→ DIRECTION:
Quote the data below in full, please, without altering anything.

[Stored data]
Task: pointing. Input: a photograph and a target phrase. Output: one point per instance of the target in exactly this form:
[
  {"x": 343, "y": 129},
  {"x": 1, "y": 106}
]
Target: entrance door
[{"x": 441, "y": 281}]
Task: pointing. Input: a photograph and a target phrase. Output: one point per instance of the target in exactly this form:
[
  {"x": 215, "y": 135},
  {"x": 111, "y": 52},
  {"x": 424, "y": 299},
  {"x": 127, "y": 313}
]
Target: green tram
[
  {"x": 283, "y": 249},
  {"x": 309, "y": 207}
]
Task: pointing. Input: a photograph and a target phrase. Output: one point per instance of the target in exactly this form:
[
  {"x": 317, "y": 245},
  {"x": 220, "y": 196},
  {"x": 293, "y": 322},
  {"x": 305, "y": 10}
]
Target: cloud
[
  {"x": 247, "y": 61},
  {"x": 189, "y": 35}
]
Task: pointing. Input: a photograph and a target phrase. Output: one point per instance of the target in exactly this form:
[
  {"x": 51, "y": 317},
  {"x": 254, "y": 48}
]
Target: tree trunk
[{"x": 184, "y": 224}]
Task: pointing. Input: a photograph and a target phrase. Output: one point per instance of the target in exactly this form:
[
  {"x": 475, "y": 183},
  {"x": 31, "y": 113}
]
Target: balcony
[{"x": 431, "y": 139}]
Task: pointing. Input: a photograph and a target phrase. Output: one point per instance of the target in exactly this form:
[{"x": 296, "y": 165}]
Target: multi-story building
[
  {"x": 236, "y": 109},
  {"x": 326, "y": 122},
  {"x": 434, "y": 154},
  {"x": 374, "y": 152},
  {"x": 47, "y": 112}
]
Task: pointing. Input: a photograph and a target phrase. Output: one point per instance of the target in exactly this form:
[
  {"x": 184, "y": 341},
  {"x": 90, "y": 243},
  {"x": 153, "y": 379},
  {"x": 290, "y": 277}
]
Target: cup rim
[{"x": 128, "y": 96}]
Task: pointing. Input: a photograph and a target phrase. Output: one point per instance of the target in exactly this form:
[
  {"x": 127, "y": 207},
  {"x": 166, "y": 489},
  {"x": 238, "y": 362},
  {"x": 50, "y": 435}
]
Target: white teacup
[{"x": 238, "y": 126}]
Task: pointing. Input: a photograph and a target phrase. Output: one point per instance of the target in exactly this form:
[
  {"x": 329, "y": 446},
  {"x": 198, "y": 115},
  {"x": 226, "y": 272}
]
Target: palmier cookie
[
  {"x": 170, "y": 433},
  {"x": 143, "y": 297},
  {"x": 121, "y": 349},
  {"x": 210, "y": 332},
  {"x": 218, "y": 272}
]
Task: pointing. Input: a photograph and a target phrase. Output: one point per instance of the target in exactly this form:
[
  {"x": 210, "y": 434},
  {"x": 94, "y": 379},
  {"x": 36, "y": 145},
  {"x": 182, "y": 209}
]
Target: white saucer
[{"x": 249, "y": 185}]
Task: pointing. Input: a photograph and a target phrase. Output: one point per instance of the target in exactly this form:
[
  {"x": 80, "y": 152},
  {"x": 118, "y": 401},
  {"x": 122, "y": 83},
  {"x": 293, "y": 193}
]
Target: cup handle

→ SOLUTION TO THE EXERCISE:
Task: pointing. Input: a photograph and a target phrase. Output: one point per instance of the target in exactly this form:
[
  {"x": 343, "y": 129},
  {"x": 1, "y": 106}
]
Target: entrance door
[{"x": 441, "y": 281}]
Task: pointing. Input: a photograph and a target phrase. Output: one point per instance of the target in exactly this form:
[
  {"x": 215, "y": 135},
  {"x": 111, "y": 52},
  {"x": 424, "y": 299},
  {"x": 127, "y": 313}
]
Target: green tram
[
  {"x": 283, "y": 249},
  {"x": 309, "y": 207}
]
Task: pointing. Input: a photograph and a target phrase. Output: one point per instance of the target in exactly this form:
[
  {"x": 317, "y": 245},
  {"x": 220, "y": 196},
  {"x": 293, "y": 322},
  {"x": 305, "y": 10}
]
Target: cloud
[
  {"x": 247, "y": 61},
  {"x": 189, "y": 35}
]
Task: pointing. Input: a photograph and a target phrase. Output: one point per instance of the target in exactly this form:
[
  {"x": 51, "y": 317},
  {"x": 254, "y": 48}
]
Target: tree trunk
[{"x": 184, "y": 224}]
Task: pointing. Input: a photograph and a target phrase. Output: one point per instance of the target in exactly this form:
[
  {"x": 475, "y": 183},
  {"x": 31, "y": 113}
]
Target: balcony
[{"x": 431, "y": 139}]
Task: pointing. Input: a photograph and a target phrase. Output: one point per instance of the target in exactly this form:
[{"x": 296, "y": 165}]
Target: multi-story building
[
  {"x": 236, "y": 109},
  {"x": 326, "y": 122},
  {"x": 434, "y": 154},
  {"x": 374, "y": 152},
  {"x": 47, "y": 112}
]
Task: pointing. Input: a photograph and a target phrase. Output: one point per instance of the target in exactly this form:
[
  {"x": 184, "y": 341},
  {"x": 90, "y": 243},
  {"x": 153, "y": 379},
  {"x": 290, "y": 277}
]
Target: cup rim
[{"x": 128, "y": 96}]
Task: pointing. Input: a photograph and a target phrase. Output: one point per instance of the target in exactly this form:
[
  {"x": 127, "y": 207},
  {"x": 166, "y": 489},
  {"x": 238, "y": 362},
  {"x": 50, "y": 435}
]
Target: white teacup
[{"x": 238, "y": 126}]
Task: pointing. Input: a photograph and a target phrase. Output: one point per instance of the target in exactly this form:
[
  {"x": 329, "y": 446},
  {"x": 198, "y": 115},
  {"x": 226, "y": 272}
]
Target: palmier cookie
[
  {"x": 170, "y": 433},
  {"x": 143, "y": 297},
  {"x": 121, "y": 349},
  {"x": 210, "y": 332},
  {"x": 218, "y": 272}
]
Task: pointing. Input: a photograph and a target phrase. Output: one point per instance of the target in exactly this form:
[
  {"x": 210, "y": 434},
  {"x": 94, "y": 379},
  {"x": 36, "y": 145},
  {"x": 182, "y": 209}
]
Target: white saucer
[{"x": 249, "y": 185}]
Task: pointing. Input: a photograph and a target phrase. Output: one point per instance of the target in exactly this form:
[
  {"x": 80, "y": 152},
  {"x": 118, "y": 401},
  {"x": 122, "y": 83},
  {"x": 293, "y": 193}
]
Target: cup handle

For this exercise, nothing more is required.